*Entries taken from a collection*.
* * * * * * * * *

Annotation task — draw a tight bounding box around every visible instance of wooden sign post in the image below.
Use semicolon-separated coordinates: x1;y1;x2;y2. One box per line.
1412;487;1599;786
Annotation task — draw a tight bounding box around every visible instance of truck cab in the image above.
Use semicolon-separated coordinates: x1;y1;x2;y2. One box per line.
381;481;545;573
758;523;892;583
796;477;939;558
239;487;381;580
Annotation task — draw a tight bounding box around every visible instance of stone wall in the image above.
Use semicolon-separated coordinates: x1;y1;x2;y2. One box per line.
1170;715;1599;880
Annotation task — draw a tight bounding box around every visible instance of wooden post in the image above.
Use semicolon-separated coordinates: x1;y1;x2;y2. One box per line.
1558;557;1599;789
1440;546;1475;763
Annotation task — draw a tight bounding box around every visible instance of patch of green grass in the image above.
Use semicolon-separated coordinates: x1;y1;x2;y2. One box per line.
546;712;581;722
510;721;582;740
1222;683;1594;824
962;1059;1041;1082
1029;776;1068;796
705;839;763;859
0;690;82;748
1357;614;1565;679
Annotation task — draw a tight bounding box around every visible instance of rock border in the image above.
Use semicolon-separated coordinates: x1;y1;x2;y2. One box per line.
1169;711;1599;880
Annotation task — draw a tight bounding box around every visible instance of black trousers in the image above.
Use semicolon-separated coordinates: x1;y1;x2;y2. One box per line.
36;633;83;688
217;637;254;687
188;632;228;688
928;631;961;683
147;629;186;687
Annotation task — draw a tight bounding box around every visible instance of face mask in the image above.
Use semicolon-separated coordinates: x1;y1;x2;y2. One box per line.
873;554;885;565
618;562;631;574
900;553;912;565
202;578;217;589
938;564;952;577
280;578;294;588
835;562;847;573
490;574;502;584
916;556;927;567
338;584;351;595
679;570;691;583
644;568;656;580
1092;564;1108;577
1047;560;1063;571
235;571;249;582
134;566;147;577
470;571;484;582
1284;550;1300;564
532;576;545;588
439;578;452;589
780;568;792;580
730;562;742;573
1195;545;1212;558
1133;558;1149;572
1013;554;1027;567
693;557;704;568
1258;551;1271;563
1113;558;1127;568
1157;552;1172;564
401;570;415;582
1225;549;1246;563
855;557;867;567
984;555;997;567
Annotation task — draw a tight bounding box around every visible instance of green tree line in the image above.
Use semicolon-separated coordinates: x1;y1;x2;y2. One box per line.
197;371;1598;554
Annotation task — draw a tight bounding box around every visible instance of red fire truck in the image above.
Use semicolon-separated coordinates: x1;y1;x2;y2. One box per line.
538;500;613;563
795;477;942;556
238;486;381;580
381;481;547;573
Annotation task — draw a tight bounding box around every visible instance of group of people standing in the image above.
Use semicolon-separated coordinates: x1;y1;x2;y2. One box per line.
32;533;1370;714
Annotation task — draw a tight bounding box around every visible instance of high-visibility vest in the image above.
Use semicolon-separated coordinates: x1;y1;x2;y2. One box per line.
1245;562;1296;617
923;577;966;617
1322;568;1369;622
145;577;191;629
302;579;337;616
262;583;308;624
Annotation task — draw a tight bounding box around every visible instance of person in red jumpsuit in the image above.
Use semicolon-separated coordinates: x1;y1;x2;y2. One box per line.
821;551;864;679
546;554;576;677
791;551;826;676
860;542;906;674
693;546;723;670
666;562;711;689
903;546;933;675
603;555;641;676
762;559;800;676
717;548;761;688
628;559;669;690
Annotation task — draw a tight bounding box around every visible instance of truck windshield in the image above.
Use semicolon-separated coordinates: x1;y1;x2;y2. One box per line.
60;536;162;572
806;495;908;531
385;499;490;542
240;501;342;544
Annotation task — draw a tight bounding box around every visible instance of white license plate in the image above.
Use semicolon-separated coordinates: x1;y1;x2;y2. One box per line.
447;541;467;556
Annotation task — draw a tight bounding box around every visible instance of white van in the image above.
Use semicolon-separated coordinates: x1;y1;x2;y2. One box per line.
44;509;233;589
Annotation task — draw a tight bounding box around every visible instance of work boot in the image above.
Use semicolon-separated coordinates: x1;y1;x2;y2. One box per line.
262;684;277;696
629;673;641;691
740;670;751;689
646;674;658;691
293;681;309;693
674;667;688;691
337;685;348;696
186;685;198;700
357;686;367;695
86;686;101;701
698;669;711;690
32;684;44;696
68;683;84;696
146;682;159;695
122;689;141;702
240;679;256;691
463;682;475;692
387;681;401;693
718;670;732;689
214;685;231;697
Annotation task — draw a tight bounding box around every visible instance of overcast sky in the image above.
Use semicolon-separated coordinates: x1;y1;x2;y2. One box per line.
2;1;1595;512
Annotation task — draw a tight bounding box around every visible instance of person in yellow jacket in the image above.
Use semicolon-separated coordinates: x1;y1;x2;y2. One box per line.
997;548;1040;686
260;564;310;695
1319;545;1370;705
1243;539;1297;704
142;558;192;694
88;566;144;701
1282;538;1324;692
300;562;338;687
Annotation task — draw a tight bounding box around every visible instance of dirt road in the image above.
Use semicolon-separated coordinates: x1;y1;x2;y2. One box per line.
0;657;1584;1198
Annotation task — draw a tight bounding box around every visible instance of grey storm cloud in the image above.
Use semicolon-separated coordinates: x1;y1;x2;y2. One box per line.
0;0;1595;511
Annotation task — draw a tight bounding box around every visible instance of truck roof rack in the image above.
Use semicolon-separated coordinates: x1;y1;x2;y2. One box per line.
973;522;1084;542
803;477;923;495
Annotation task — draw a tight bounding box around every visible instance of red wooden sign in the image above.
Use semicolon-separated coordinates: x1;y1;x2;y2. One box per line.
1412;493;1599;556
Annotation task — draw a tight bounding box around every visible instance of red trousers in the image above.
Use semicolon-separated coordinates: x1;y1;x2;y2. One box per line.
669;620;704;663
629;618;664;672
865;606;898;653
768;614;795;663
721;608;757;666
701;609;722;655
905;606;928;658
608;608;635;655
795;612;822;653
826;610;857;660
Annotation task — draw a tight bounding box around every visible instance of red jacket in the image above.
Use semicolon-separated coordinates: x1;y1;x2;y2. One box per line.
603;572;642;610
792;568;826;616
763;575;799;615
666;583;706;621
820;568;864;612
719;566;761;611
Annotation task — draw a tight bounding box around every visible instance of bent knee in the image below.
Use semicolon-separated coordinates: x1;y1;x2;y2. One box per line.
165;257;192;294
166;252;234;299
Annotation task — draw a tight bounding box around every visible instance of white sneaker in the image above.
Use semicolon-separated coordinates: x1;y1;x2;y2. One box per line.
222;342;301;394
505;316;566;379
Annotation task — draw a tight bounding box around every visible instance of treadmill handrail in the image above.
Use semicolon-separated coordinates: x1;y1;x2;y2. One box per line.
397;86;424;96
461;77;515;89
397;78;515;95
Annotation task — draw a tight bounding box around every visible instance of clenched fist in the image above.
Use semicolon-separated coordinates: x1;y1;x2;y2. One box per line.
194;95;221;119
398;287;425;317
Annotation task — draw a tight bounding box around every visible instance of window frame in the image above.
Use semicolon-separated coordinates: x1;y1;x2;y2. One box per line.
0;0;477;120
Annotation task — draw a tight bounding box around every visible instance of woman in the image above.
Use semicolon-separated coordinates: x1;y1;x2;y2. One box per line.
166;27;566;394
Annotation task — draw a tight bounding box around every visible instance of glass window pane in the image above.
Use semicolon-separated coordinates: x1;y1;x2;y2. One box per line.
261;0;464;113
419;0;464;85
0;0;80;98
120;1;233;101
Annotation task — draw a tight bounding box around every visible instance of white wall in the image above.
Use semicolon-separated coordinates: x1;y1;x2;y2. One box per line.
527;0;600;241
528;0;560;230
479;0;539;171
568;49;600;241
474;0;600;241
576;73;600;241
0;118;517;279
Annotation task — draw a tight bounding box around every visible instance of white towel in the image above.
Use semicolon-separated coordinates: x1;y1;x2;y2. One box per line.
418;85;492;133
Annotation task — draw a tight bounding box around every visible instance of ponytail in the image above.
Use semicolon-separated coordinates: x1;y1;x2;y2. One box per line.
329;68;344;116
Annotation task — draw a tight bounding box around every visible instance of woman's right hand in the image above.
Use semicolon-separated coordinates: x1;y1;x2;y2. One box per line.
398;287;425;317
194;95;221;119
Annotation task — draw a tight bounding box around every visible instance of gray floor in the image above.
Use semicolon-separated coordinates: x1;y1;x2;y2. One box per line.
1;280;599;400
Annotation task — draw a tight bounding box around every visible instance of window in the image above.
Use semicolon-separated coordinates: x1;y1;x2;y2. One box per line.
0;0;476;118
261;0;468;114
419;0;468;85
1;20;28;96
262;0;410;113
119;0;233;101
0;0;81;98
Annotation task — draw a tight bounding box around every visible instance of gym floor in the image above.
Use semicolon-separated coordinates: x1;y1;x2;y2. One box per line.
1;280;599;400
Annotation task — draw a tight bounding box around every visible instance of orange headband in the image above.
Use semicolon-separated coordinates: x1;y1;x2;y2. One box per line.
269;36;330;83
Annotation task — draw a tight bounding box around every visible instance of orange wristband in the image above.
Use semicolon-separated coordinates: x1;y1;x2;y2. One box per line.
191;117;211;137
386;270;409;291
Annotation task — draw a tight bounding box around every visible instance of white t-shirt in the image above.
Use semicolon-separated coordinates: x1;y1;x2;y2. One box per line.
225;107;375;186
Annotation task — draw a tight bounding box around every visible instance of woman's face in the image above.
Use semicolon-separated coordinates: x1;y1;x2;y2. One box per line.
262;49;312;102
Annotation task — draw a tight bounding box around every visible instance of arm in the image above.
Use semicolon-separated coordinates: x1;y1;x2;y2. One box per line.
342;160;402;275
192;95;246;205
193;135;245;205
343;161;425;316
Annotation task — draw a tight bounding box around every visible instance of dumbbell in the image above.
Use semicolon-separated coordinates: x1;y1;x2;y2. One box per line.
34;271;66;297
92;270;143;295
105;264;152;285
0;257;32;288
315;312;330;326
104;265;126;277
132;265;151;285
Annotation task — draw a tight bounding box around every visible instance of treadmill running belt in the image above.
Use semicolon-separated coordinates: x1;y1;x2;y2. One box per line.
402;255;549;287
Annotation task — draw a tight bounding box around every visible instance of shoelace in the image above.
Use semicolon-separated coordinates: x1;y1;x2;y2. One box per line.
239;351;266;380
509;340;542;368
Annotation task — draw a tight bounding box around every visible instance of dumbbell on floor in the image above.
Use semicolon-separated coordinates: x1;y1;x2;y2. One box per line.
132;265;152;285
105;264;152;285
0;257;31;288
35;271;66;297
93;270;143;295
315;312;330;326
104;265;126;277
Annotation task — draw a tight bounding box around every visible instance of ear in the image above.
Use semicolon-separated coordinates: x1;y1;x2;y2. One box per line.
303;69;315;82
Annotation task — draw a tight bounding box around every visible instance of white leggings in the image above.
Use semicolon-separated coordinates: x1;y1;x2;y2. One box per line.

* * * * * * * * *

*What you should do*.
The task calls for all lines in the entries that hold "below".

*Written reply*.
Annotation task — draw a tight bounding box around every visible instance of wooden sign post in the image below.
Annotation task — draw a tight bounding box around every visible instance of bent knee in the image below.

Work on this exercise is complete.